### Work instructions
All of the records below are to be copied exactly.

(Available data begins)

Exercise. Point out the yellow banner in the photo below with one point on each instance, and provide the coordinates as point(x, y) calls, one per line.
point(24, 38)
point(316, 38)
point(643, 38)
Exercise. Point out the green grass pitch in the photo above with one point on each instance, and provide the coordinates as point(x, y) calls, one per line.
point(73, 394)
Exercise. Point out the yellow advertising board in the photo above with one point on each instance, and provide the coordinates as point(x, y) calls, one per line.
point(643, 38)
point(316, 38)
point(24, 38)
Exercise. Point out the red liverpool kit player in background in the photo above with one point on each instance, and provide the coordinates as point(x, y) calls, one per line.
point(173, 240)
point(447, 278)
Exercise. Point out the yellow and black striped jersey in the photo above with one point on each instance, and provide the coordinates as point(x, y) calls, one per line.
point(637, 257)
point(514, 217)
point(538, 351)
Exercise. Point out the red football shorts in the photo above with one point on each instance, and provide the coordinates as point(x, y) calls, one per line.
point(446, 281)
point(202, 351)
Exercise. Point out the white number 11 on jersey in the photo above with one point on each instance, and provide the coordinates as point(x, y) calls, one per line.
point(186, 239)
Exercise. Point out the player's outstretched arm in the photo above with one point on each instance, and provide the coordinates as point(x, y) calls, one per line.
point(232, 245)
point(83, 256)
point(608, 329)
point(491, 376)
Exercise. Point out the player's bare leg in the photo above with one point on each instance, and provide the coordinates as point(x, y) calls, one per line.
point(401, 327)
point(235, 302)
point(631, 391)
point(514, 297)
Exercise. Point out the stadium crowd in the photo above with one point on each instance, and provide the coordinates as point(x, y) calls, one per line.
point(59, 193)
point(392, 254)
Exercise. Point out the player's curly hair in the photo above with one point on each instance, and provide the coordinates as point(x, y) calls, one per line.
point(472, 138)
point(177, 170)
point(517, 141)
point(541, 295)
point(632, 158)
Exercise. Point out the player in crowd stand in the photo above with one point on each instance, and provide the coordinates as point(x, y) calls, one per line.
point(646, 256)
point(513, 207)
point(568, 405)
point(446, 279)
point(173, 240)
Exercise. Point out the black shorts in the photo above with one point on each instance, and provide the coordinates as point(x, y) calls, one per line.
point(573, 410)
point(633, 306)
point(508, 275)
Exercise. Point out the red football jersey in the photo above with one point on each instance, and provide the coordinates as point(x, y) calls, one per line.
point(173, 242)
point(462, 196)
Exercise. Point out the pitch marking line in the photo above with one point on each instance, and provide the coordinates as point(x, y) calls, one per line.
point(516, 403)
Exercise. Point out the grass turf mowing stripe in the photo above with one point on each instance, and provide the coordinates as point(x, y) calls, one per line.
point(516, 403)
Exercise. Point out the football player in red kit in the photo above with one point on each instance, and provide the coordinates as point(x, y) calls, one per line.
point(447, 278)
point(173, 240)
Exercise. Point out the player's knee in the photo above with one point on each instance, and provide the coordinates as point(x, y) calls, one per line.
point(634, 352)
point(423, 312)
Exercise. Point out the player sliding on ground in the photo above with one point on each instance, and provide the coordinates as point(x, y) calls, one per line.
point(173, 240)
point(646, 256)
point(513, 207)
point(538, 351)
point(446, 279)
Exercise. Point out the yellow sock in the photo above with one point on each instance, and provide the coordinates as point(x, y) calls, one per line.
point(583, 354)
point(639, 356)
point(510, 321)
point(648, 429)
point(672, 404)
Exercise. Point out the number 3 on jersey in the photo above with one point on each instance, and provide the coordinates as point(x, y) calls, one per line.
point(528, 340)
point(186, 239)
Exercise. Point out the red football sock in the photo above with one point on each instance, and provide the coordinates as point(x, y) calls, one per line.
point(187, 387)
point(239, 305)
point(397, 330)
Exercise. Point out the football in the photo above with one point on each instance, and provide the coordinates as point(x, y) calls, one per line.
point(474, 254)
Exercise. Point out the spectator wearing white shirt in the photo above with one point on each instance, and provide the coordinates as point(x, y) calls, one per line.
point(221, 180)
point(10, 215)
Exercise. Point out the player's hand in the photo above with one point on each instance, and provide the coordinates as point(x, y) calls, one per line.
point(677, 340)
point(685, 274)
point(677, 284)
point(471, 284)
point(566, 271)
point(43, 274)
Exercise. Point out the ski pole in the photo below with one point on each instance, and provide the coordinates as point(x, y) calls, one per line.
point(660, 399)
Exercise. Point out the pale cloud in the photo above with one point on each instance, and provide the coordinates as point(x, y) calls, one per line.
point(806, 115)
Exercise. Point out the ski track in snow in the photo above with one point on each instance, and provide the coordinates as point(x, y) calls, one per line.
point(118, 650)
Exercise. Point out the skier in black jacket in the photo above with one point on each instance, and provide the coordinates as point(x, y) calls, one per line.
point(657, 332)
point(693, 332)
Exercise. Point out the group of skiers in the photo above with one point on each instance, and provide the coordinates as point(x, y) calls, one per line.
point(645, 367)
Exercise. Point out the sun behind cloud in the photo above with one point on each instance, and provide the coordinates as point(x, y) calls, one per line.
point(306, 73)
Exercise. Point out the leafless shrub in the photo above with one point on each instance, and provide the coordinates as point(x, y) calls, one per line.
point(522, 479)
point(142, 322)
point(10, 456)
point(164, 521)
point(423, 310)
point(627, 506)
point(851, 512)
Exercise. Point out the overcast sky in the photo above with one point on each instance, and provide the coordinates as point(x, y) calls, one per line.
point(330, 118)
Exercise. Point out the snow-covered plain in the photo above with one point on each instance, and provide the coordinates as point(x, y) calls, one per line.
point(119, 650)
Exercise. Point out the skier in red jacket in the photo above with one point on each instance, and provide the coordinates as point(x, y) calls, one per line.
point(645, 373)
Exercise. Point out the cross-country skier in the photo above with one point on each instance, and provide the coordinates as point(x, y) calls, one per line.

(Available data ends)

### Written solution
Exercise. Point out the yellow banner in the photo below with one point on each instance, and provide the coordinates as point(x, y) calls, one per line.
point(24, 38)
point(316, 38)
point(643, 38)
Exercise. Point out the green grass pitch in the photo above with one point on each instance, and provide the coordinates as point(x, y) calls, one per line.
point(73, 394)
Exercise. Point out the yellow advertising board in the photo above with one point on each instance, and provide the coordinates as point(x, y) calls, one per line.
point(643, 38)
point(316, 38)
point(24, 38)
Exercise. Point out the red liverpool kit player in background in the photo above with one point on each instance, and provide the coordinates as point(x, y) calls, one per line.
point(173, 240)
point(447, 278)
Exercise. Point out the yellow and black striped jersey in the photo above with one point on each instance, and provide the coordinates as point(x, y) calls, one per line.
point(637, 257)
point(514, 217)
point(538, 351)
Exercise. Point out the red football shorts in the photo above with one point on each instance, and provide the coordinates as point(x, y) calls, one per line.
point(446, 281)
point(202, 351)
Exercise. Point out the white number 11 on jersey in the photo above with one point on each instance, and provide the coordinates as point(x, y) calls, one per line.
point(186, 239)
Exercise. Point out the player's outstretched arm in the photo above with one point on each instance, and provide the coordinates as point(x, y) calls, one per line.
point(232, 245)
point(83, 256)
point(608, 329)
point(491, 376)
Exercise. Point out the player's bare leg in the photo above with one point on each instance, and provide the coordinates as point(x, y) calls, one per line.
point(401, 327)
point(235, 302)
point(631, 391)
point(514, 297)
Exercise. Point out the stadium crowd in the photo above with one point on each instance, and provide the coordinates as point(x, y) calls, one per line.
point(59, 193)
point(392, 254)
Exercise. Point out the player's curly hair in the photo above with one point on each instance, and provide the coordinates as point(x, y) calls, one per line.
point(472, 138)
point(177, 170)
point(517, 141)
point(541, 295)
point(632, 158)
Exercise. Point out the player in crowd stand in the photo above with one point on each instance, and provide the coordinates as point(x, y) calls, one per line.
point(646, 256)
point(513, 207)
point(568, 405)
point(446, 279)
point(173, 240)
Exercise. Point out the black shorts in the photo above with one point on each instance, and provide the coordinates as point(x, y) calls, one per line.
point(573, 410)
point(633, 306)
point(508, 275)
Exercise. Point out the red football jersey in the photo above with one point on each instance, and provide the coordinates as point(x, y) calls, one per line.
point(173, 242)
point(462, 196)
Exercise. Point out the pitch marking line in the photo above with one point on each instance, and provide the coordinates as point(x, y) calls, one per line.
point(516, 403)
Exercise. Point out the grass turf mowing stripe in the photo above with one point on each instance, and provide the coordinates as point(x, y) calls, one per line.
point(516, 403)
Exercise. Point out the football player in red kit in the photo above with one point on each instance, and provide the coordinates as point(x, y) calls, one per line.
point(447, 278)
point(173, 240)
Exercise. Point out the player's knee in the photo above with one point on each instance, and provide the coordinates as point(x, y) calls, one per line.
point(634, 352)
point(423, 312)
Exercise. Point out the player sliding on ground in the photo above with one point on each instance, and provide the coordinates as point(x, y) calls, one per line.
point(173, 240)
point(646, 256)
point(513, 207)
point(538, 351)
point(446, 279)
Exercise. Point out the yellow sock in the photo above with one point on each instance, and provide the coordinates as point(x, y) calls, one per line.
point(583, 354)
point(639, 356)
point(510, 321)
point(648, 429)
point(672, 404)
Exercise. Point out the number 3 on jersey in the photo above with one point on each instance, and provide the coordinates as point(x, y) calls, one per line.
point(528, 340)
point(186, 239)
Exercise. Point out the red football sock in the photo above with one point on each instance, and provide the coordinates as point(x, y) calls, one per line.
point(187, 387)
point(239, 305)
point(397, 330)
Exercise. Point out the football in the photo above with one point on each instance, and provide the coordinates as point(x, y) calls, one per line.
point(474, 254)
Exercise. Point out the spectator wearing white shirt in the photo above with one point on each instance, and provide the coordinates as point(x, y) calls, one per line.
point(221, 180)
point(10, 215)
Exercise. Point out the player's hand in the photo above with one point on each instance, and provide the coordinates as point(x, y) calls, one per line.
point(677, 340)
point(685, 274)
point(677, 284)
point(471, 284)
point(566, 271)
point(43, 274)
Exercise. Point out the ski pole in the photo below with one point on each instance, and provide the coordinates as point(x, y) calls, one per line.
point(660, 399)
Exercise. Point out the pale cloud in the photo above with one point on each instance, and provide the coordinates as point(x, y) calls, one per line.
point(806, 115)
Exercise. Point out the ski track in snow in the photo above with one point on each instance, and provide the coordinates as point(x, y) calls, one per line.
point(118, 650)
Exercise. Point out the skier in black jacket in the photo above with one point on each instance, and provide the coordinates as point(x, y) calls, one per line.
point(657, 332)
point(693, 332)
Exercise. Point out the group of skiers in the photo above with one point on each instance, and provide the coordinates as point(x, y) calls, one per line.
point(645, 367)
Exercise. Point out the sun behind cloud in the photo above with one point on each instance, and provide the coordinates as point(x, y) calls, one per line.
point(306, 73)
Exercise. Point out the leafless shrub in the photo above with one point on each instance, and provide the coordinates as point(x, y) calls, one per line.
point(522, 479)
point(142, 322)
point(10, 456)
point(164, 521)
point(423, 310)
point(627, 506)
point(851, 512)
Exercise. Point out the overcast sky in the photo above with one point on each instance, and provide the coordinates as point(x, y) calls, one per line.
point(330, 118)
Exercise. Point out the snow-covered plain in the photo above with one point on each instance, and provide the coordinates as point(x, y) calls, one per line.
point(119, 650)
Exercise. Point out the skier in red jacket in the photo above with one point on each instance, and provide the coordinates as point(x, y) calls, one per line.
point(645, 373)
Exercise. Point out the cross-country skier in the photo above with one point on each instance, and provide the coordinates as point(x, y) calls, one per line.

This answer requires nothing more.